What the task asks> Extend the case file on EWR18's court-ordered evacuation from Nauru, carrying on after its last sentence.

Case File: Evacuating EWR18 from Nauru to receive urgent medical care

WARNING: This story contains detail that may be distressing to some readers, including descriptions of suicide. If you are experiencing distress and are in need of support, please contact Lifeline on 13 11 14.

“EWR18 was a key case in securing medevac for refugees”: Emma Hearne

Like any parent, for EWR 18 (as the person was known to protect their identity) their children’s health and safety was the most important thing in the world. Yet the Australian Government placed them in a terrible situation where they could not provide their children with a healthy, happy and stable childhood.

When one of their children committed suicide, EWR18 felt utterly hopeless, and the entire family suffered from deep psychological trauma that needed urgent attention. The Federal Court case was EWR 18’s attempt to secure the safety, wellbeing and medical care that all children deserve. Thankfully, the Minister was ordered by the court to evacuate the family from Nauru to a place where they could receive the specialist care they needed.

In the Case File below we invite you to learn more about how EWR18 successfully forced the Government to evacuate them from such a damaging situation.

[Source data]
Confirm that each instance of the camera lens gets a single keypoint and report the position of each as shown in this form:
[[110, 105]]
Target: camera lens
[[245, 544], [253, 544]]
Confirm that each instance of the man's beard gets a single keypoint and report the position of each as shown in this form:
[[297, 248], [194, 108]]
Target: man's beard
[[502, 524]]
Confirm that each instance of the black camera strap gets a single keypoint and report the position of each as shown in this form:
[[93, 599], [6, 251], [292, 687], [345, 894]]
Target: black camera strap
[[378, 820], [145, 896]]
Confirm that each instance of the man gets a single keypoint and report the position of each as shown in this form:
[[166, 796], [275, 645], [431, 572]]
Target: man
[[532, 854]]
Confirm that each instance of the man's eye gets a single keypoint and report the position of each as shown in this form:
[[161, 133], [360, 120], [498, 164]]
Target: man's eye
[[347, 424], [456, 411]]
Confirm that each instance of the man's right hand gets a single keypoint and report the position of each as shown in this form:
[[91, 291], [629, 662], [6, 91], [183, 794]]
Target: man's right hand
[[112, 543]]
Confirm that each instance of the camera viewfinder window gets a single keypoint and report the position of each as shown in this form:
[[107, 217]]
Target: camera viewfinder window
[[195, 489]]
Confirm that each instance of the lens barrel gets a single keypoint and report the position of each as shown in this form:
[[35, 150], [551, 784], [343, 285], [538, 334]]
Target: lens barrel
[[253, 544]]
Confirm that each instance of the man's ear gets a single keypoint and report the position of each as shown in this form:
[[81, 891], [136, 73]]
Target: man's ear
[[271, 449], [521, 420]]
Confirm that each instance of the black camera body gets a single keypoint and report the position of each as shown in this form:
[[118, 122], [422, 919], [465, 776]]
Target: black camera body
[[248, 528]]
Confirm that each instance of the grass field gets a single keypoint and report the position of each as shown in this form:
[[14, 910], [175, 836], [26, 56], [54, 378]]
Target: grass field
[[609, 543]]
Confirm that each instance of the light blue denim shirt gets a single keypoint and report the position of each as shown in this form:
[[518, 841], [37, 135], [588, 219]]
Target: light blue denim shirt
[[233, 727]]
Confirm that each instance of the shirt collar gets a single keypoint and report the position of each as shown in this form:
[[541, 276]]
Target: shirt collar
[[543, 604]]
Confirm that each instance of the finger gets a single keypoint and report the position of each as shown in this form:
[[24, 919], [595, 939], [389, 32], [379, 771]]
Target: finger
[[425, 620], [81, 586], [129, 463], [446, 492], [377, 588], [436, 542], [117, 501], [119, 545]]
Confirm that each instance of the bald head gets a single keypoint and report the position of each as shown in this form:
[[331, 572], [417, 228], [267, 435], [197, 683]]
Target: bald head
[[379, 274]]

Written answer>
– Emma Hearne, National Justice Project Senior Solicitor

Case name:

EWR18 v Minister for Home Affairs [2018] FCA 1460

Case summary:

After court proceedings were brought against the Minister for Home Affairs in relation to three applicants in offshore detention, the Federal Court considered whether to grant an injunction arising from evidence of their significant and deteriorating physical and mental health issues. In addition, they considered whether the ordering of an injunction would create an ‘imbalance of convenience’ to the Government.

The facts:

The first applicant (EWR18) brought an action against the Minister for Home Affairs to remove her and the other applicants from detention on Nauru for urgent medical treatment in Australia. EWR18 was the mother of the second applicant, and the third applicant was EWR18’s daughter-in law, whose husband (EWR18’s eldest son) committed suicide on Nauru in 2018.

The three applicants fled their country in 2013, travelling by boat to Australia and were intercepted by the Australian Border Force and Australian Customs. All three were taken to Christmas Island in July 2013 and later transferred to Nauru in 2014. During this four-year period and after the suicide of EWR18’s son, the applicants’ mental and physical health deteriorated significantly.

A letter was sent to the Minister and the Australian Government Solicitor (AGS) requesting immediate removal of the applicants from Nauru on the 26 July 2018. The letter contained details of EWR18 attempting suicide on multiple occasions, as well as instances of self-harm. The second applicant, EWR18’s younger son, having been exposed to his brother’s suicide, also presented with flat mood and in a highly distressed state. He was believed to be at high risk of self-harm and suicide and later attempted to cut himself twice, reporting he wanted to ‘be with his brother.’ The third applicant was described as also showing signs of obvious distress, later refusing food and fluids under the unresolved circumstances surrounding her husband’s suicide.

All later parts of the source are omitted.